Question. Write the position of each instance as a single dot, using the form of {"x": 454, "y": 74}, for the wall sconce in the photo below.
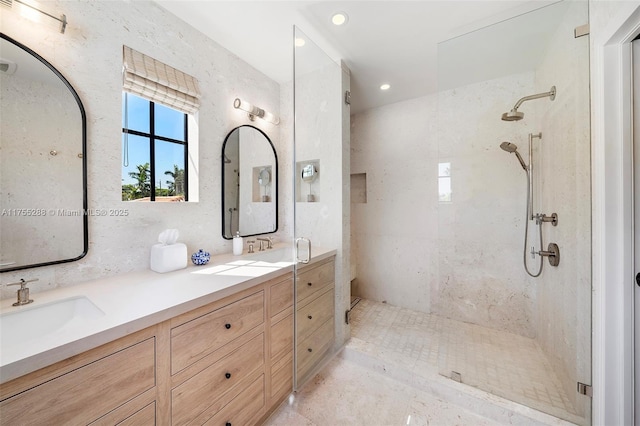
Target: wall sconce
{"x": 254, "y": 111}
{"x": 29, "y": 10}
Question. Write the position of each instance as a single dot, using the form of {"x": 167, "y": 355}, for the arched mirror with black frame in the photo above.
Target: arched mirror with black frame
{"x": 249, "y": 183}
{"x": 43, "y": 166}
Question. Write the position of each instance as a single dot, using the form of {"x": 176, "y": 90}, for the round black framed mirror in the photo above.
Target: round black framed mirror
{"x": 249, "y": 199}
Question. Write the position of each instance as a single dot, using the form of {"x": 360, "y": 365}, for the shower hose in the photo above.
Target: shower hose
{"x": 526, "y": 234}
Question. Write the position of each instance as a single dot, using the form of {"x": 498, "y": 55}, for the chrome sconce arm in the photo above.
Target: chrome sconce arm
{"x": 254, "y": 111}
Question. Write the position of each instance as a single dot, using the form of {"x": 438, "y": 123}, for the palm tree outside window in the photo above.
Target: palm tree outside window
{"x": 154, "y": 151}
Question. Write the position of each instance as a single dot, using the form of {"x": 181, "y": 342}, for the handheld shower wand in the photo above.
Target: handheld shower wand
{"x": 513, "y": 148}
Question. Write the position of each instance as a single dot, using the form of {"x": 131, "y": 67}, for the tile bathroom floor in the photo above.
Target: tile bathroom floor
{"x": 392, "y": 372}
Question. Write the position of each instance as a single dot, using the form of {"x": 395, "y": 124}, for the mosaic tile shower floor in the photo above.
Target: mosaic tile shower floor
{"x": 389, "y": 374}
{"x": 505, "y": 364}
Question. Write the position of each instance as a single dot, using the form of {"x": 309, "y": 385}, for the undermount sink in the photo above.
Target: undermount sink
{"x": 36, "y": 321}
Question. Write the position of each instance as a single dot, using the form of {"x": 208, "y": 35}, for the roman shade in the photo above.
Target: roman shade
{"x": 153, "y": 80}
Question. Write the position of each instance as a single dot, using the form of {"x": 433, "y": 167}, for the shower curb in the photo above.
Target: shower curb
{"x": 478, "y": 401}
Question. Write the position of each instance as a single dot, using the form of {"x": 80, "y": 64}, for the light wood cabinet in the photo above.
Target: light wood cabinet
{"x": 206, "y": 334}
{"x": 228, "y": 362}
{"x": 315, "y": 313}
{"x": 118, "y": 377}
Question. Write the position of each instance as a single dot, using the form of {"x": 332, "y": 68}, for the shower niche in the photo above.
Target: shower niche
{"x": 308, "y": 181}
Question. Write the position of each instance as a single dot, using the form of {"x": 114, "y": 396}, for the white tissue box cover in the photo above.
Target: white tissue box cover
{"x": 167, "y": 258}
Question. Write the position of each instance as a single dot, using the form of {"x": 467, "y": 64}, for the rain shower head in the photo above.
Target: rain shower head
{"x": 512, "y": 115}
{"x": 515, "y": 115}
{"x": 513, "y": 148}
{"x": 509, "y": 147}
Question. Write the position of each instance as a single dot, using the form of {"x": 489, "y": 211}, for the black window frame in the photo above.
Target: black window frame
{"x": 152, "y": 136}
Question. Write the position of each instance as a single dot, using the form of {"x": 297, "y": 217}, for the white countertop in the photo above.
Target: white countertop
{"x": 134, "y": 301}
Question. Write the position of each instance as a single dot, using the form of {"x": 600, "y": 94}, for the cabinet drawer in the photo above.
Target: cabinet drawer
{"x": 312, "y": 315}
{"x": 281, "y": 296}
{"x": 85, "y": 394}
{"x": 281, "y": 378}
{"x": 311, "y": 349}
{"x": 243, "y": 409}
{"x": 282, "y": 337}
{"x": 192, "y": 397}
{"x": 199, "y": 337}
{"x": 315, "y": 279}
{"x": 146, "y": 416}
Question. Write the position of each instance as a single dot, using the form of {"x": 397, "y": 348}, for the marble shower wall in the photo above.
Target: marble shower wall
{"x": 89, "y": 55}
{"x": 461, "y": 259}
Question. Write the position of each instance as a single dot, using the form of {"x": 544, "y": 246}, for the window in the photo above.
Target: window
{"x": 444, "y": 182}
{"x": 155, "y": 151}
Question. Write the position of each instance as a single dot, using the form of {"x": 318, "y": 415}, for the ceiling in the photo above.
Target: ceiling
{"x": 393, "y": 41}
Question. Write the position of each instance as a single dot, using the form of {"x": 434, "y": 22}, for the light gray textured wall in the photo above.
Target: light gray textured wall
= = = = = = =
→ INSTRUCTION:
In your copy of the listing above, reproduce each line exactly and omit all pictures.

→ EXPECTED ANSWER:
Question. Write the position of each instance as a single dot, using the form of {"x": 454, "y": 74}, for the wall sconce in the photo below.
Target: wall sconce
{"x": 254, "y": 111}
{"x": 29, "y": 10}
Question. Write the position of each instance as a single dot, using the form of {"x": 167, "y": 355}, for the arched mirror with black frame in the photo above.
Target: arched mirror with black frame
{"x": 249, "y": 183}
{"x": 43, "y": 166}
Question. Write the position of each instance as a single dot, using the form of {"x": 176, "y": 90}, for the round black framed mirror in the photo above.
Target: round black framed mirror
{"x": 249, "y": 199}
Question. Write the position of each instance as a single dot, using the form of {"x": 360, "y": 365}, for the shower hose in the photo above.
Target: shower hose
{"x": 526, "y": 234}
Question. Write the position of each instance as a single dot, using the form of {"x": 498, "y": 55}, for the chrome sconce arm in the photo above.
Target: chrome sconce arm
{"x": 254, "y": 111}
Question. Write the position of each instance as a single dot, using the form of {"x": 438, "y": 123}, for the palm tree outside window in the photo above.
Target: palm tree outside window
{"x": 154, "y": 151}
Question. Write the position of each instance as a single dot, using the form of {"x": 181, "y": 342}, for the handheld shower wand in the photo above.
Target: handheld shower wand
{"x": 513, "y": 148}
Question. Write the position of each instance as a single dot, using the form of {"x": 131, "y": 67}, for the tile bathroom floor in the photo above.
Target: tile bathroom floor
{"x": 392, "y": 372}
Question. Write the position of each instance as a single dot, using the form of {"x": 395, "y": 124}, for the mosaic tile shower floor in the photo above.
Target: mosaic tile shower floor
{"x": 389, "y": 374}
{"x": 505, "y": 364}
Question. Write the position of each instance as a single dot, using the form of {"x": 309, "y": 385}, for the undermount sink in the photo above.
Target: undermount sink
{"x": 36, "y": 321}
Question. Write the position of each instance as a single dot, using the form of {"x": 208, "y": 35}, for the roman shade in the photo above.
Target: roman shade
{"x": 153, "y": 80}
Question. Write the position of each instance as a single dot, using the form of {"x": 433, "y": 167}, for the shower curb in the photo above.
Target: shower curb
{"x": 478, "y": 401}
Question. Write the position of each instance as a single dot, using the form of {"x": 80, "y": 64}, for the light wood cabinet in the photo above.
Target: light wood cabinet
{"x": 206, "y": 334}
{"x": 228, "y": 362}
{"x": 315, "y": 313}
{"x": 118, "y": 377}
Question. Write the position of each instance as a single dot, using the form of {"x": 332, "y": 68}, for the shower niche in the photo above.
Target: shower niche
{"x": 308, "y": 181}
Question. Write the position of each instance as a single dot, using the form of {"x": 114, "y": 396}, for the white tissue box cover in the photo above.
Target: white tissue box cover
{"x": 167, "y": 258}
Question. Write the position of each instance as a single dot, using the form of {"x": 467, "y": 64}, for the rain shower head in the photo above.
Target: rain shower head
{"x": 512, "y": 115}
{"x": 515, "y": 115}
{"x": 513, "y": 148}
{"x": 509, "y": 147}
Question. Write the position of each instance as a single dot, using the form of {"x": 489, "y": 211}, for the black window frame in the photo above.
Target: black window frame
{"x": 152, "y": 136}
Question. Write the position of each instance as a single dot, using the form of {"x": 297, "y": 217}, for the white countertop in the photo above.
Target: white countertop
{"x": 134, "y": 301}
Question. Write the position of each instance as a single dot, using the form of {"x": 600, "y": 94}, for the cabinet drawer in the photo above.
Target: cabinet drawer
{"x": 312, "y": 315}
{"x": 281, "y": 296}
{"x": 85, "y": 394}
{"x": 281, "y": 378}
{"x": 311, "y": 349}
{"x": 243, "y": 409}
{"x": 282, "y": 337}
{"x": 192, "y": 397}
{"x": 199, "y": 337}
{"x": 315, "y": 279}
{"x": 146, "y": 416}
Question. Write the position of each instance as a single dot, using the form of {"x": 397, "y": 348}, for the marble shower wall in the photo above.
Target: marble shower wall
{"x": 89, "y": 55}
{"x": 461, "y": 259}
Question. Write the position of each instance as a single dot, using the form of {"x": 544, "y": 246}, for the window in the photo above.
Target: window
{"x": 444, "y": 182}
{"x": 155, "y": 151}
Question. Write the position of each instance as a single dot, using the form of {"x": 318, "y": 415}, for the ceiling in the photo above.
Target: ceiling
{"x": 393, "y": 41}
Question. Write the position of each instance as a single dot, using the form of {"x": 434, "y": 22}, for the light gray textured wall in the photo above.
Target: light gray textured wall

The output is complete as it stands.